Quote the whole listing exactly. Leave the pictures out of your copy.

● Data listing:
— Start —
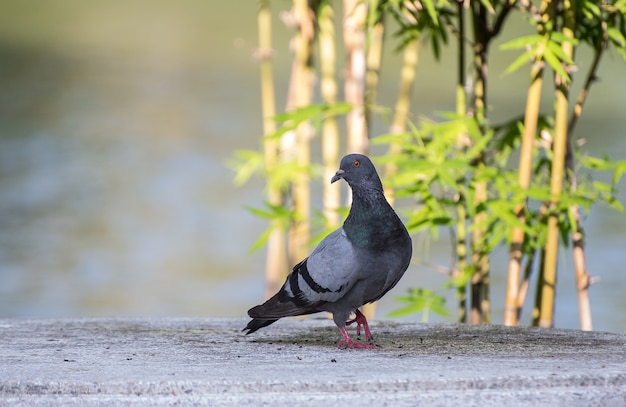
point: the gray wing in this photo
(328, 273)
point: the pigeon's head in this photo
(357, 170)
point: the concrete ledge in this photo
(295, 362)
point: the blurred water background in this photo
(116, 121)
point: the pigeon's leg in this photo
(361, 321)
(349, 343)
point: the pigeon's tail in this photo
(257, 324)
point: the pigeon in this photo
(354, 265)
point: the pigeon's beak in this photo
(338, 175)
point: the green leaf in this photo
(522, 42)
(555, 63)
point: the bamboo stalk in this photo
(461, 212)
(295, 145)
(330, 132)
(533, 101)
(578, 237)
(479, 288)
(276, 258)
(354, 22)
(410, 58)
(546, 317)
(374, 50)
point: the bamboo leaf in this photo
(520, 61)
(555, 63)
(522, 42)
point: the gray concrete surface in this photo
(294, 362)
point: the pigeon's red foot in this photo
(349, 343)
(352, 344)
(361, 321)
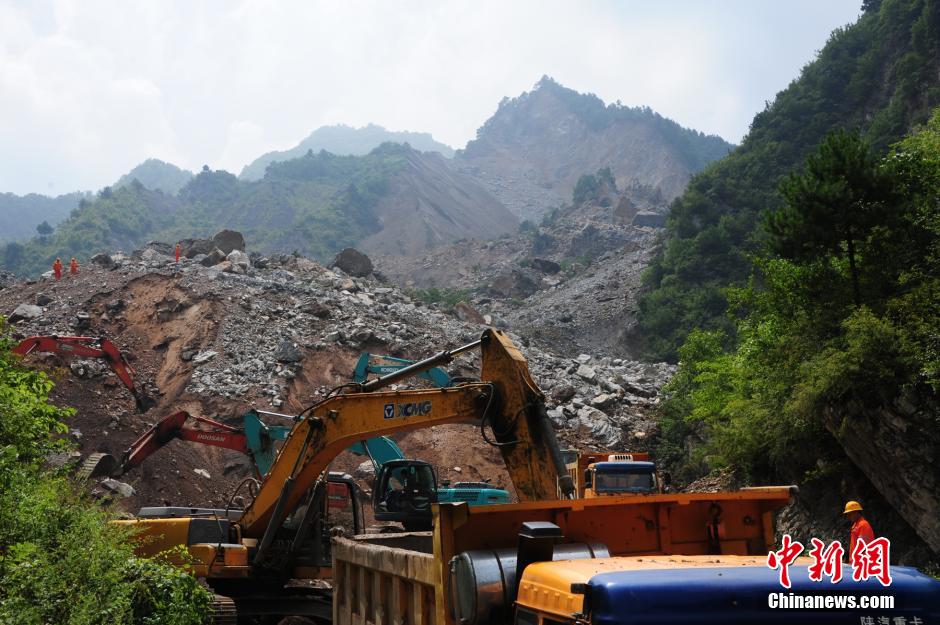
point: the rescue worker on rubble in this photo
(861, 528)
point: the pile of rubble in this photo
(276, 333)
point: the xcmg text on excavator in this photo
(279, 537)
(639, 558)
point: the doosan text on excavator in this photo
(550, 559)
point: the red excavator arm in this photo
(219, 435)
(88, 347)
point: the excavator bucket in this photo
(97, 465)
(143, 401)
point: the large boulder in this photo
(25, 312)
(212, 257)
(239, 259)
(353, 262)
(650, 220)
(466, 312)
(103, 260)
(545, 265)
(191, 248)
(229, 240)
(160, 247)
(514, 283)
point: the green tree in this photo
(12, 254)
(61, 562)
(44, 229)
(831, 207)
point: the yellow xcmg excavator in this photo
(268, 558)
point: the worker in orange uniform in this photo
(861, 528)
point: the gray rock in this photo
(514, 283)
(81, 321)
(239, 258)
(586, 373)
(203, 357)
(564, 393)
(103, 260)
(288, 352)
(466, 312)
(353, 262)
(650, 220)
(557, 416)
(213, 257)
(25, 312)
(319, 310)
(190, 248)
(229, 241)
(603, 400)
(119, 488)
(546, 266)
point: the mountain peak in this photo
(533, 150)
(344, 140)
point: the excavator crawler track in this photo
(223, 611)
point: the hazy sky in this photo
(88, 89)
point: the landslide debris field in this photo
(276, 334)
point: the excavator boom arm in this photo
(507, 400)
(171, 427)
(87, 347)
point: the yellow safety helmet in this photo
(852, 506)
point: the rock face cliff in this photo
(531, 153)
(427, 204)
(344, 140)
(897, 447)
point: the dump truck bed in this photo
(402, 579)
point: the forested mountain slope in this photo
(20, 214)
(345, 141)
(532, 151)
(881, 74)
(316, 204)
(158, 176)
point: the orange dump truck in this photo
(611, 561)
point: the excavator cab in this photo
(404, 491)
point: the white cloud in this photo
(90, 88)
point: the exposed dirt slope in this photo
(217, 343)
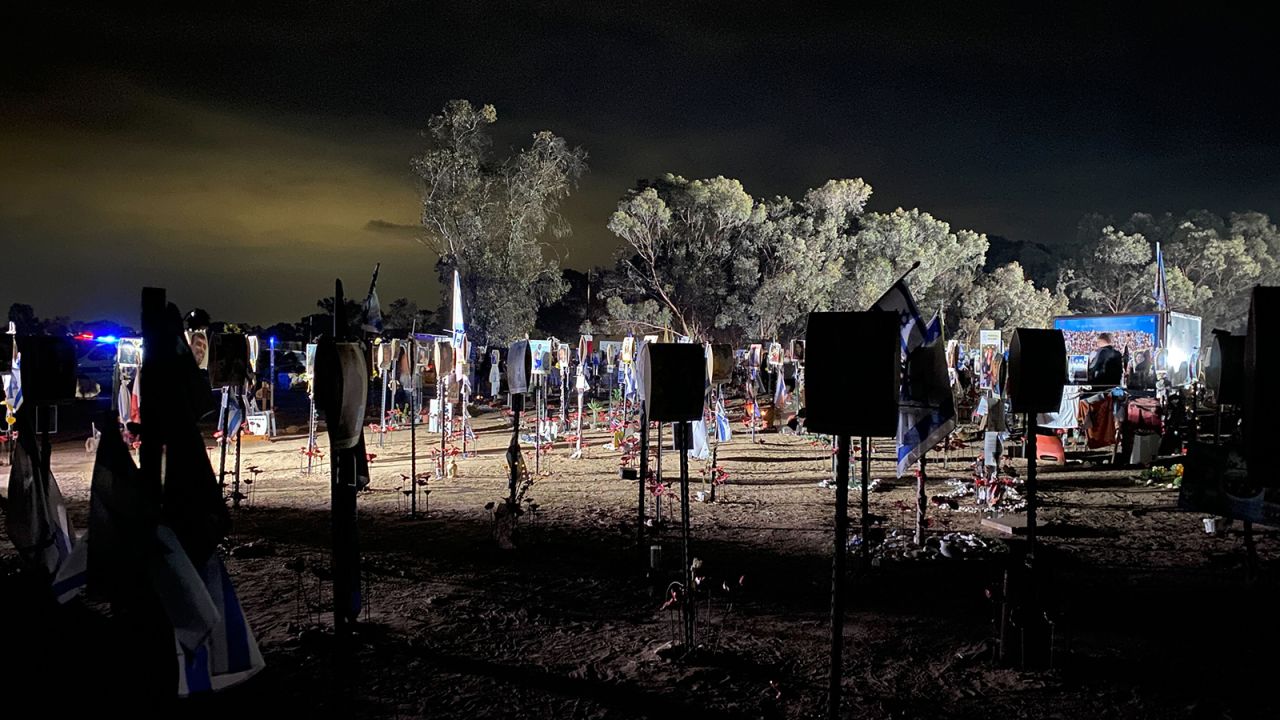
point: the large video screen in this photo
(1129, 333)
— End —
● RESPONSE:
point: the gray wing in this photo
(328, 273)
point: the pigeon's head in this photo
(357, 170)
point: the concrete ledge in this photo
(295, 362)
point: the blurred water background in this photo
(116, 121)
point: the pigeon's leg in this photo
(361, 321)
(349, 343)
point: the pigeon's tail in this photo
(257, 324)
point: the pigeon in this photo
(354, 265)
point: the pigeon's beak in this photo
(338, 175)
point: the green leaf in this photo
(522, 42)
(555, 63)
point: the bamboo stalk in this photo
(461, 212)
(295, 145)
(330, 132)
(533, 101)
(578, 237)
(479, 288)
(276, 258)
(354, 22)
(410, 58)
(546, 317)
(374, 50)
point: the bamboo leaf in this photo
(520, 61)
(555, 63)
(522, 42)
point: the gray concrete surface in this photo
(294, 362)
point: the pigeon's red foot in this photo
(349, 343)
(352, 344)
(361, 321)
point: the rescue worker on rubble in this photo
(861, 528)
point: the pile of rubble in this photo
(276, 333)
point: the xcmg text on excavator in this photo
(279, 537)
(639, 558)
point: the doosan text on excavator in this photo
(550, 559)
point: the red excavator arm in this photo
(219, 435)
(88, 347)
point: the excavator bucket in this photo
(97, 465)
(143, 401)
point: the large boulder in this photo
(25, 312)
(212, 257)
(239, 259)
(353, 262)
(650, 220)
(466, 312)
(103, 260)
(545, 265)
(191, 248)
(229, 240)
(160, 247)
(514, 283)
point: the green tree in this photo
(12, 254)
(61, 562)
(44, 229)
(831, 207)
point: the yellow xcmg excavator in this photo
(268, 558)
point: the worker in orange uniform in this photo
(861, 528)
point: the gray rock in this photo
(514, 283)
(81, 321)
(239, 258)
(586, 373)
(203, 357)
(564, 393)
(103, 260)
(288, 352)
(466, 312)
(353, 262)
(650, 220)
(557, 416)
(213, 257)
(25, 312)
(319, 310)
(190, 248)
(229, 241)
(603, 400)
(119, 488)
(546, 266)
point: the mountain peak in this photo
(533, 150)
(344, 140)
point: the excavator crawler track in this photo
(223, 611)
point: the hazy sky in this photo
(88, 89)
point: the landslide debris field in this photo
(276, 334)
point: the excavator boom arm in this photo
(507, 400)
(171, 427)
(87, 347)
point: the yellow safety helmet in this photo
(852, 506)
point: the rock face cliff in this photo
(531, 153)
(427, 204)
(344, 140)
(897, 447)
point: the dump truck bed in this photo
(402, 579)
point: the forested mountain slope in this photo
(20, 214)
(345, 141)
(532, 151)
(881, 74)
(316, 204)
(158, 176)
point: the orange dump truck in this photo
(611, 561)
point: the excavator cab in this photo
(404, 491)
point: the white cloud in this photo
(90, 88)
point: the exposed dirt slope in this photo
(217, 343)
point: the large video screen in this photo
(1129, 333)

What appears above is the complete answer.